[DOCUMENT EXTRACT — start]

Some of the most relevant Earth analogs to other ocean worlds are the unique habitats formed at boundaries between ice and water. Sea ice plays a dual role in the control of high-​latitude phytoplankton blooms by influencing both light shading and stratification (Arrigo et al., 2012; Kauko et al., 2017). Melting of ice in the spring can stabilize the water column, supporting large phytoplankton blooms. The timing, size, and type of ice edge algal blooms can define the success of a growth season and control food web dynamics (Ducklow et al., 2013). Phytoplankton blooms can occur with limited light under several-meter-thick layers of ice and snow, as studied under Arctic sea ice (Boles et al., 2020) and in Antarctic dry valley lakes such as Lake Bonney (Obryk et al., 2014), Lake Fryxell (McKnight et al., 2000), and Lake Vanda (Sumner et al., 2016). Limits to phytoplankton growth under thicker ice layers are not well known. Certainly, heterotrophic and mixotrophic microbial life can also be important along boundary habitats, given nutrient availability in the form of dissolved organic matter. Even without penetration of direct sunlight, physiological adaptations of microorganisms to ocean-ice dynamics could serve as analogs for adaptations of both autotrophic and heterotrophic life in other icy ocean worlds.

The undersides of floating Antarctic ice shelves vividly illustrate the importance and roles of interfaces. Murray et al. (2016) discovered a vibrant, diverse ecosystem, including abundant sea anemones, at the undersurface of the floating Ross Ice Shelf. A similar community observed under Thwaites Glacier (Schmidt, 2020) shows the possibility for dense, complex, and energy-intensive biological activity in an unexpected and astrobiologically highly relevant location. Because the icy shells also form and evolve from cyclic freezing and melting, analogous processes to ocean-derived ices on Earth are helping to constrain the active cycles within the ice and at its interfaces (Buffo et al., 2018, 2019) as well as cycles of water within the ice shell (Kalousová et al., 2014; Chivers et al., 2021).

[DOCUMENT EXTRACT — finish]
[THE DATA — start]

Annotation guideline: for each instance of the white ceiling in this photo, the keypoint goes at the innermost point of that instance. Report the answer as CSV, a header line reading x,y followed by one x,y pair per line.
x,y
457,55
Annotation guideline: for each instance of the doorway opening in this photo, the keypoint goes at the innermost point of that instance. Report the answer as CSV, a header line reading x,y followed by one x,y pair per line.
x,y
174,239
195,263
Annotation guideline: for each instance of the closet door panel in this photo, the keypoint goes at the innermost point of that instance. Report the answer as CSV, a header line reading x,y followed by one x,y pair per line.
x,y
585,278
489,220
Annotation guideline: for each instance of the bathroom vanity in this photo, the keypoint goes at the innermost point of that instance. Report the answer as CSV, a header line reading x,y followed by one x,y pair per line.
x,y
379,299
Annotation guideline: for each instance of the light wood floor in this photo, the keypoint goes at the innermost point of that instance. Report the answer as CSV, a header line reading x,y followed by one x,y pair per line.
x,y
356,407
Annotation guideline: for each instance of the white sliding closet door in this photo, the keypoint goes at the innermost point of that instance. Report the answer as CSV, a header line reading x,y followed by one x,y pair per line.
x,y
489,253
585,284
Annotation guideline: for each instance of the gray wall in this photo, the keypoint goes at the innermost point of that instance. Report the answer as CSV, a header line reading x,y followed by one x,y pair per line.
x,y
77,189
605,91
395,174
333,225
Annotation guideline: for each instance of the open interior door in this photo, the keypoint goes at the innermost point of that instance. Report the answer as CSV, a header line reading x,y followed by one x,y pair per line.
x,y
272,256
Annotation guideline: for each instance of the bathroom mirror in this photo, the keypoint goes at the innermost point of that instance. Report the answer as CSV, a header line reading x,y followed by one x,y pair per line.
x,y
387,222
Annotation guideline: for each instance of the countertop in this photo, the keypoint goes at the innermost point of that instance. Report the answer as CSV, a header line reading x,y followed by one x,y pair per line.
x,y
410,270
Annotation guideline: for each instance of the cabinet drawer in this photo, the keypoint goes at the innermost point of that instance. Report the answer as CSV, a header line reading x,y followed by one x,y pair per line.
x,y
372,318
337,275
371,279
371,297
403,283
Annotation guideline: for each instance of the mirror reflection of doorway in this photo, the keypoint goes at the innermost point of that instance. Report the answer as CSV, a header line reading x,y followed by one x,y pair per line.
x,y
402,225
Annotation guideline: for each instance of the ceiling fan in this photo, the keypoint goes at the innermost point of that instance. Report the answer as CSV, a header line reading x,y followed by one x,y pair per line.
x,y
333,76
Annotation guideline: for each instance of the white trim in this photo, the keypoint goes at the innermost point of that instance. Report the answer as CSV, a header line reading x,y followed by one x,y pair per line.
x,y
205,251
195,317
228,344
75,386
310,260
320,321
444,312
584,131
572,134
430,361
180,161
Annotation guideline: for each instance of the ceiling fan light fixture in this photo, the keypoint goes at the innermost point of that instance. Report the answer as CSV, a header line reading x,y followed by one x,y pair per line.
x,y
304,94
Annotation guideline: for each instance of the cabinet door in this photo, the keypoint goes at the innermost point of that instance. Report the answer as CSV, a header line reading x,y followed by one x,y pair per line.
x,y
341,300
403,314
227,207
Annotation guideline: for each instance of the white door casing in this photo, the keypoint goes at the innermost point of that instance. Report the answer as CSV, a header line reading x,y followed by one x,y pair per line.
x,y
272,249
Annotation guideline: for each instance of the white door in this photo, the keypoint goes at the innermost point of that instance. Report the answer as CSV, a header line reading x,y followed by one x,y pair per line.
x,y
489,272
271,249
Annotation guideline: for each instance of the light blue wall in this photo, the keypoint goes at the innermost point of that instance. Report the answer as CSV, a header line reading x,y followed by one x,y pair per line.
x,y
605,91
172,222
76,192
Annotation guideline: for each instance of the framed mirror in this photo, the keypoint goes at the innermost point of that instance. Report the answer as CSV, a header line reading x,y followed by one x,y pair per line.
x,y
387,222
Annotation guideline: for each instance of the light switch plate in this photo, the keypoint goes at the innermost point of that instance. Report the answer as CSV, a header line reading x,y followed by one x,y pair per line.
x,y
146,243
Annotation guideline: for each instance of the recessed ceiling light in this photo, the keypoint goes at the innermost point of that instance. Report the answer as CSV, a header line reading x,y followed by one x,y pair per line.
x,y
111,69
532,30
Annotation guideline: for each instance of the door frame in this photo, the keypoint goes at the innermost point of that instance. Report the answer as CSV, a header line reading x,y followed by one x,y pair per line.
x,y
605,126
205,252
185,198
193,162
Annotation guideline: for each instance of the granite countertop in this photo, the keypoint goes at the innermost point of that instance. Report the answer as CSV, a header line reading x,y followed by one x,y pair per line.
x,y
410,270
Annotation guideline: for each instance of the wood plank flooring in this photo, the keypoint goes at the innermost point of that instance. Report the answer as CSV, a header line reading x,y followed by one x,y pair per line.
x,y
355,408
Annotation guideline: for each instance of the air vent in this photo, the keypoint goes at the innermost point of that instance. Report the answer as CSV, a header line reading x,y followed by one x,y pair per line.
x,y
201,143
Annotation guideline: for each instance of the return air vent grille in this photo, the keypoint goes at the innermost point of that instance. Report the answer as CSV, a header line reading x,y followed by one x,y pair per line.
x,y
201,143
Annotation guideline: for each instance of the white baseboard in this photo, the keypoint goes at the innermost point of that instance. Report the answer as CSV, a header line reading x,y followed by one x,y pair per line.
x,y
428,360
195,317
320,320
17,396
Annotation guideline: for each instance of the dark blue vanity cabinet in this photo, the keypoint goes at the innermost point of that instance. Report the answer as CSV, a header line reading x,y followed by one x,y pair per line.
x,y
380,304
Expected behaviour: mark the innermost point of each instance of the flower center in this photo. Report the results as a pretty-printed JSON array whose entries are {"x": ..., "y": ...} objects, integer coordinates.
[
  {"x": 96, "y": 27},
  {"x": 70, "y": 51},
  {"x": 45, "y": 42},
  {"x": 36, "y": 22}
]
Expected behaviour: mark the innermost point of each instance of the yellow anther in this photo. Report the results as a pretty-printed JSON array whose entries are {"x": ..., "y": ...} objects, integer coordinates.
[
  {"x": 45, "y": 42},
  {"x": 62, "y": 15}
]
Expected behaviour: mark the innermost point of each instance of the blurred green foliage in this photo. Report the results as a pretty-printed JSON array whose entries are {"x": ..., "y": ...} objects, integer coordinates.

[THE DATA — finish]

ABOUT THIS TASK: Rewrite the passage on habitats at ice–water boundaries, beginning at the words "The undersides of" and stopping after "Chivers et al., 2021).". Put "thriving" in place of "vibrant".

ANSWER FOR THE TASK:
The undersides of floating Antarctic ice shelves vividly illustrate the importance and roles of interfaces. Murray et al. (2016) discovered a thriving, diverse ecosystem, including abundant sea anemones, at the undersurface of the floating Ross Ice Shelf. A similar community observed under Thwaites Glacier (Schmidt, 2020) shows the possibility for dense, complex, and energy-intensive biological activity in an unexpected and astrobiologically highly relevant location. Because the icy shells also form and evolve from cyclic freezing and melting, analogous processes to ocean-derived ices on Earth are helping to constrain the active cycles within the ice and at its interfaces (Buffo et al., 2018, 2019) as well as cycles of water within the ice shell (Kalousová et al., 2014; Chivers et al., 2021).